YOUR INSTRUCTIONS.
Lines before the one containing "Note: pick out each instance of the easel" are excluded. Repeat that line and every line after it, exactly.

Excerpts of pointing data
..............................

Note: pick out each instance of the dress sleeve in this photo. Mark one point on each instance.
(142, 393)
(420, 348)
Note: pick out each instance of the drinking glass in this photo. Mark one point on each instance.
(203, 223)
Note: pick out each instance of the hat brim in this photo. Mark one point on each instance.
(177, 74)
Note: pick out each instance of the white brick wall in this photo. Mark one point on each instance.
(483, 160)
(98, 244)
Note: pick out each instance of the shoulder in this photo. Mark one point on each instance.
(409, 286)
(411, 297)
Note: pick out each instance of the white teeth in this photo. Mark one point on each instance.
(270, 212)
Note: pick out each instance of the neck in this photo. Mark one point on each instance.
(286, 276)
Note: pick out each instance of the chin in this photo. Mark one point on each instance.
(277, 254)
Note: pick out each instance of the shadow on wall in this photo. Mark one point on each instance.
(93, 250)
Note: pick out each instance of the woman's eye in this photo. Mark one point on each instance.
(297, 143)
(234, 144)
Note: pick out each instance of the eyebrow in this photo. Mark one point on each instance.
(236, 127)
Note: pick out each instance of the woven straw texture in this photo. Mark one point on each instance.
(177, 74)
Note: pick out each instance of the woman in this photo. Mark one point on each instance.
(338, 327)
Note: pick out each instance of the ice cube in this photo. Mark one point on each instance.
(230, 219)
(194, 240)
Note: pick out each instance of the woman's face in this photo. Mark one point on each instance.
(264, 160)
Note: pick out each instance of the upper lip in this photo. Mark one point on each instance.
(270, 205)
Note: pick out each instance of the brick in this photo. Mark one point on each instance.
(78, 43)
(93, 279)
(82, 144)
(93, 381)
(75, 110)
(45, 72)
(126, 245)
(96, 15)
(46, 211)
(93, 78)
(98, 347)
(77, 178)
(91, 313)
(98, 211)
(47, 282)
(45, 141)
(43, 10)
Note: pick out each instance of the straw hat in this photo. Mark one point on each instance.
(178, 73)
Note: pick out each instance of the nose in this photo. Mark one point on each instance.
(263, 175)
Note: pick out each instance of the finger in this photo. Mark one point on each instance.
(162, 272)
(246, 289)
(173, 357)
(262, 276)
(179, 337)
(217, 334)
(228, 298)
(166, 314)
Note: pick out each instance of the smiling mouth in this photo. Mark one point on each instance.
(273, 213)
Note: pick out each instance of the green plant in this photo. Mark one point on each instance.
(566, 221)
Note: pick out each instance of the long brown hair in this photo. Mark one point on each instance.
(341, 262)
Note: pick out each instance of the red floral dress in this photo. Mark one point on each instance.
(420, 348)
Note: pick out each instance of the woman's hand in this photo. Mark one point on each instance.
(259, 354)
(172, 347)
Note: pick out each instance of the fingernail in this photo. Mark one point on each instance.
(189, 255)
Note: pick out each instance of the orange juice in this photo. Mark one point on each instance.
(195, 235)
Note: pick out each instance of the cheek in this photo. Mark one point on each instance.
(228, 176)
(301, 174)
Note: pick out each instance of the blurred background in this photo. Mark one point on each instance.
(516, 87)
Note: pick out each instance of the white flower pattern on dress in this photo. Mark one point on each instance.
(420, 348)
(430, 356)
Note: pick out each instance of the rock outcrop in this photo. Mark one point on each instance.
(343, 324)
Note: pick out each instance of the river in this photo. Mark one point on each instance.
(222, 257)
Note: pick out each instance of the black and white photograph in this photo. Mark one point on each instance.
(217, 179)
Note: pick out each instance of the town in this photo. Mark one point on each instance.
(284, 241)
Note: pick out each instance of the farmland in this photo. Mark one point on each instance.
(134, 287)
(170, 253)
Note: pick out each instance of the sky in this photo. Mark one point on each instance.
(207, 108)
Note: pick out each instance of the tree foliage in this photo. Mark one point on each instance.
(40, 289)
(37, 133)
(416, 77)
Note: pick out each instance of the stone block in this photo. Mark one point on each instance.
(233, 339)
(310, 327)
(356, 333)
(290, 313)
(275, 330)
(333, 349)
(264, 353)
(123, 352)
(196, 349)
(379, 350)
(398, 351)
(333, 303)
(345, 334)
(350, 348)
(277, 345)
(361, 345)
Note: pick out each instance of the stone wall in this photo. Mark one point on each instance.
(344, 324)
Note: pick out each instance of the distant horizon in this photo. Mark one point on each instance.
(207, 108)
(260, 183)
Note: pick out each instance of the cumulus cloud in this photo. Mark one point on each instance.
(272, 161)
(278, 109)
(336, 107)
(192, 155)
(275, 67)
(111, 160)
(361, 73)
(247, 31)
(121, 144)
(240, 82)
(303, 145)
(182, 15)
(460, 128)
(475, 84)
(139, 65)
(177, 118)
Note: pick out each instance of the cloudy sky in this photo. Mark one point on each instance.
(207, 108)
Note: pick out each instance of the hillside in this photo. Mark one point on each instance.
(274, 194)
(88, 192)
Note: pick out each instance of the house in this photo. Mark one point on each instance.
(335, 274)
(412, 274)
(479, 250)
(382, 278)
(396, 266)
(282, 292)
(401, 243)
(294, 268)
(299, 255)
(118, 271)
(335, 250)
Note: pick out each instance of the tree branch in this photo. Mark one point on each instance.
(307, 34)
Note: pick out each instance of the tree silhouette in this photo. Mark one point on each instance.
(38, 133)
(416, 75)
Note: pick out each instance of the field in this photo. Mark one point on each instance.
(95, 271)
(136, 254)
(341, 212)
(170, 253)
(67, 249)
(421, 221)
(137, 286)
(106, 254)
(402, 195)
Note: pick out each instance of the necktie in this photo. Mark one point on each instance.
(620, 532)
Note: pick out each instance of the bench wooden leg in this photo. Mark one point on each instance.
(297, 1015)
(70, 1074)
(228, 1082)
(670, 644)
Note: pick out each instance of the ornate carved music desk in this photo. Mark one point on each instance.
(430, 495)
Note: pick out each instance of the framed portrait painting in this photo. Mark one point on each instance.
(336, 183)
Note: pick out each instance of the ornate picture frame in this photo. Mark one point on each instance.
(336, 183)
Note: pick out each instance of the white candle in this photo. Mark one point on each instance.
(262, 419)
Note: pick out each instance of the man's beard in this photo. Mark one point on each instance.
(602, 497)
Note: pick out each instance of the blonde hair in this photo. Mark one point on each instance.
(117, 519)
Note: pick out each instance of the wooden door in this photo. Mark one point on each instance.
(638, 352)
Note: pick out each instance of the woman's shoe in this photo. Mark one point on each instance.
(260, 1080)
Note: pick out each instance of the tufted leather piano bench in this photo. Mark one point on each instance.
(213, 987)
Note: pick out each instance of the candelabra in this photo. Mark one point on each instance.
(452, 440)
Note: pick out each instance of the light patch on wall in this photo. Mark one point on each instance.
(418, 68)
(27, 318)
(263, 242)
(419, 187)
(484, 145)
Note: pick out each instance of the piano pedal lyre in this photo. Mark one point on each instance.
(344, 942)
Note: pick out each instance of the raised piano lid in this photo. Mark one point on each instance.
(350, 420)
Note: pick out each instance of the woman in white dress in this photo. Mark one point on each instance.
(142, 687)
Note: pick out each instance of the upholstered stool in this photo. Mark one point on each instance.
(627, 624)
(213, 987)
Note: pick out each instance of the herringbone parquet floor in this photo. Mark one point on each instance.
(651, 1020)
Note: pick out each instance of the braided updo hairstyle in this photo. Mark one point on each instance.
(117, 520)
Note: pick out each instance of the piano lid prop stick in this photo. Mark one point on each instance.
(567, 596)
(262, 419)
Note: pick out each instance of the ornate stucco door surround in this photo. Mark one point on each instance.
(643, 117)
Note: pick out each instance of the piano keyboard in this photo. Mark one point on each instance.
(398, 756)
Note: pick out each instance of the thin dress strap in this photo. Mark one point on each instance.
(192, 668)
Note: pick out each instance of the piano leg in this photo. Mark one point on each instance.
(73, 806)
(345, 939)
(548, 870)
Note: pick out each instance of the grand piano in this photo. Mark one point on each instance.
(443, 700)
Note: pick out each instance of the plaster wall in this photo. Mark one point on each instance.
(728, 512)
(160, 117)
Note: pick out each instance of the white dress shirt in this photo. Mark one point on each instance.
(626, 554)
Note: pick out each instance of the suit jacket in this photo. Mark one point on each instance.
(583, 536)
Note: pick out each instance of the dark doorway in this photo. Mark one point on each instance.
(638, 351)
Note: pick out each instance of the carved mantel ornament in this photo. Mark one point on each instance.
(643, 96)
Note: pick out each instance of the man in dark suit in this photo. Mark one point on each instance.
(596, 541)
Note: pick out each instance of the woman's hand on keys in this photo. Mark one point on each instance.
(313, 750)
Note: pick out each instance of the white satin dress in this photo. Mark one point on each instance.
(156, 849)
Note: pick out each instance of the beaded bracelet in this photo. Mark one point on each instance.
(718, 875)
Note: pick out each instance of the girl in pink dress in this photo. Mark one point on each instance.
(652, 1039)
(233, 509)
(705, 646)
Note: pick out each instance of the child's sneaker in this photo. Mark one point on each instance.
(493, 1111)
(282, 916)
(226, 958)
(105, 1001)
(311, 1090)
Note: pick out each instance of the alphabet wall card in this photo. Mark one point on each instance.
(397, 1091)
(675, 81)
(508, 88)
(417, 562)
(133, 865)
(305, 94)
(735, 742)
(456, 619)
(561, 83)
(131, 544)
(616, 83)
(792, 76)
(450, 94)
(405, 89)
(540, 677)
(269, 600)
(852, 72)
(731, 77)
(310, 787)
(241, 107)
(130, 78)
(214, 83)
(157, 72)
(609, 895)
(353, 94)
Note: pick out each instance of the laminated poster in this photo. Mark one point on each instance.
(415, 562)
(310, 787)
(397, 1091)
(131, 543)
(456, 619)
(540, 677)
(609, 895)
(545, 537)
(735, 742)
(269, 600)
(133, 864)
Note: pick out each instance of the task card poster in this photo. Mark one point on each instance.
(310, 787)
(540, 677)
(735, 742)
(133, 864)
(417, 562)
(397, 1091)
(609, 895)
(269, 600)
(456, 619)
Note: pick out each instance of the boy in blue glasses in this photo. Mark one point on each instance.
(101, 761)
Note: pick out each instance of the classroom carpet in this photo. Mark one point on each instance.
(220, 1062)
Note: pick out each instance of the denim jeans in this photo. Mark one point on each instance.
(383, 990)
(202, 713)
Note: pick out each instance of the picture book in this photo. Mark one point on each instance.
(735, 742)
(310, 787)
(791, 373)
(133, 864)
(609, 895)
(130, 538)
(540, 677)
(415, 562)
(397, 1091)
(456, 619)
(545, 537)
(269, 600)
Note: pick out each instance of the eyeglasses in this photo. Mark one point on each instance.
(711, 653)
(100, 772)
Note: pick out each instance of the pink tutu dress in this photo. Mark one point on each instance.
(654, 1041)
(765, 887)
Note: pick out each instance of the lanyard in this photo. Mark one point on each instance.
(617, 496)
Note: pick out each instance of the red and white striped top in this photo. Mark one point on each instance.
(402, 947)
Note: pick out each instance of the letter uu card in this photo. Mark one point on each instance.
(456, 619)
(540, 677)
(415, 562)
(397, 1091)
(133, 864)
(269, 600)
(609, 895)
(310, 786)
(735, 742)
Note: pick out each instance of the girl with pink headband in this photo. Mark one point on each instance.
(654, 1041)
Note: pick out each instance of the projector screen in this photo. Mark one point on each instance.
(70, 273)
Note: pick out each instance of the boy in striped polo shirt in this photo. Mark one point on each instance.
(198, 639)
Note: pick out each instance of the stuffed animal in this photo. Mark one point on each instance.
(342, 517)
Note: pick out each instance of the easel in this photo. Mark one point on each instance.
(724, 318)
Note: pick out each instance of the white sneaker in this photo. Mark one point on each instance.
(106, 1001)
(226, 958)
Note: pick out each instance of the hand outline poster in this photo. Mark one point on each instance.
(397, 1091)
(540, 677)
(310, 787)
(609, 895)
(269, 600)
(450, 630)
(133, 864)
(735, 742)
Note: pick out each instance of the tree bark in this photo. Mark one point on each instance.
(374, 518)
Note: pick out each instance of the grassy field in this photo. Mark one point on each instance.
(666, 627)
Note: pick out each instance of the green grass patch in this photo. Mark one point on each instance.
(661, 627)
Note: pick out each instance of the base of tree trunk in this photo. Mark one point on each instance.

..............................

WRITTEN RESPONSE.
Note: pick out each instance of the easel in this photo. Mark one point on each instance.
(724, 318)
Note: pick out each instance of the white sneaker in this photo. Mark one point on each instance.
(106, 1001)
(226, 958)
Note: pick out each instance of the hand outline poster in this photo. Mark one point on each instance.
(397, 1091)
(540, 677)
(310, 787)
(609, 895)
(269, 600)
(450, 630)
(133, 864)
(735, 742)
Note: pick out each instance of the tree bark in this photo. Mark one point on each instance.
(374, 518)
Note: pick out each instance of the grassy field in this photo. Mark one point on each instance.
(666, 627)
Note: pick out each instance of the green grass patch in this photo. Mark one point on each instance.
(661, 627)
Note: pick out each instance of the base of tree trunk in this photo. Mark one point on each instance.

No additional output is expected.